(A run of records)

::::::

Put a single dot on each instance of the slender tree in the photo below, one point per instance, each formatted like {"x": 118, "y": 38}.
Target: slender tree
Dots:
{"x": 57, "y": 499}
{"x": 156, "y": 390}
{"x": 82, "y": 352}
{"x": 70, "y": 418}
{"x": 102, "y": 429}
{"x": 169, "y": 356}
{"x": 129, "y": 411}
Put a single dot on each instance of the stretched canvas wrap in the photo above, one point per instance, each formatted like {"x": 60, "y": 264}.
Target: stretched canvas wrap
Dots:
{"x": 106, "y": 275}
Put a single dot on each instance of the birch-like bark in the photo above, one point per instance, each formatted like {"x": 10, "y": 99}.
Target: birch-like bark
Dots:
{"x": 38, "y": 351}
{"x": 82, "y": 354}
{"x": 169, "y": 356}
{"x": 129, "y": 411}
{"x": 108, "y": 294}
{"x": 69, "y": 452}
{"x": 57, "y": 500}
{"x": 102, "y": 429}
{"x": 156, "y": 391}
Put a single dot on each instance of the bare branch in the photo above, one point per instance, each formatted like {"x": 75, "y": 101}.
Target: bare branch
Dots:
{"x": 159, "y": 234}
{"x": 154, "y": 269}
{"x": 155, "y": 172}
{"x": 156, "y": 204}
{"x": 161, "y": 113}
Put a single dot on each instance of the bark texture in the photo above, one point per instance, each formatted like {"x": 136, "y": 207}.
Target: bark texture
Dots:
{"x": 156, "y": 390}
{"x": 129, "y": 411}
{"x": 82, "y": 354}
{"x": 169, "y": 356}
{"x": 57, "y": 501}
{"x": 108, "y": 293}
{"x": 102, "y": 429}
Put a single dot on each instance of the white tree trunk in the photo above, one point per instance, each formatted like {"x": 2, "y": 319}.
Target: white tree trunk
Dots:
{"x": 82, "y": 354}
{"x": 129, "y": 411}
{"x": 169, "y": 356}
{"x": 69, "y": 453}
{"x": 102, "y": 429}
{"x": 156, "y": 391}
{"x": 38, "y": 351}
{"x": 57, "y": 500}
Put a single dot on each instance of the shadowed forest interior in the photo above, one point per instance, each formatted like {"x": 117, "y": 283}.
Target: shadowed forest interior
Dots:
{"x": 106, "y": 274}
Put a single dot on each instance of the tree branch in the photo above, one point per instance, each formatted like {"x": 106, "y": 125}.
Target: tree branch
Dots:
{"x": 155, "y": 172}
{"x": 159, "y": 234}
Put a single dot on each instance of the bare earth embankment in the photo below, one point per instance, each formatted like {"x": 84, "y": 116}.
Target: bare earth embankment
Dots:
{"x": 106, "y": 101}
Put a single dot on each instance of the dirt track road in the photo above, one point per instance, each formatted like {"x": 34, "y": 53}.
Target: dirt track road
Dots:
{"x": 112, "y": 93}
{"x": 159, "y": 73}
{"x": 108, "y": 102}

::::::

Format everything from the line containing "Put a single dot on each instance of the white" down to the end of the records as a two-column CSV with the columns instruction and answer, one row per record. Put each value in a single quoted field and replace its line breaks with spaces.

instruction,answer
"Put a single dot on each instance of the white tree trunk in the photo above, one point per instance, each formatted like {""x"": 2, ""y"": 319}. Target: white tree trunk Dots:","{""x"": 82, ""y"": 354} {""x"": 129, ""y"": 411} {""x"": 169, ""y"": 356} {""x"": 69, ""y"": 453} {""x"": 102, ""y"": 429} {""x"": 156, ""y"": 391} {""x"": 38, ""y"": 351} {""x"": 57, ""y"": 500}"
"Put a single dot on each instance of the shadowed forest interior in the photo above, one point per instance, each formatted like {""x"": 117, ""y"": 283}. Target: shadowed forest interior Dots:","{""x"": 106, ""y"": 274}"
"Put a single dot on each instance of the tree branch in the photo above, one point per instance, each formatted like {""x"": 106, ""y"": 125}. Target: tree branch Dots:","{""x"": 155, ""y"": 172} {""x"": 159, ""y"": 234}"
"Put a single dot on each instance of the bare earth embankment in the photo below, one point per instance, each formatted like {""x"": 84, ""y"": 116}. Target: bare earth embankment Dots:","{""x"": 106, ""y"": 101}"
"Put a single dot on each instance of the dirt track road in the photo above, one point per instance, each formatted like {""x"": 34, ""y"": 53}. Target: dirt track road Dots:","{""x"": 112, ""y"": 93} {""x"": 159, ""y"": 73} {""x"": 108, ""y"": 102}"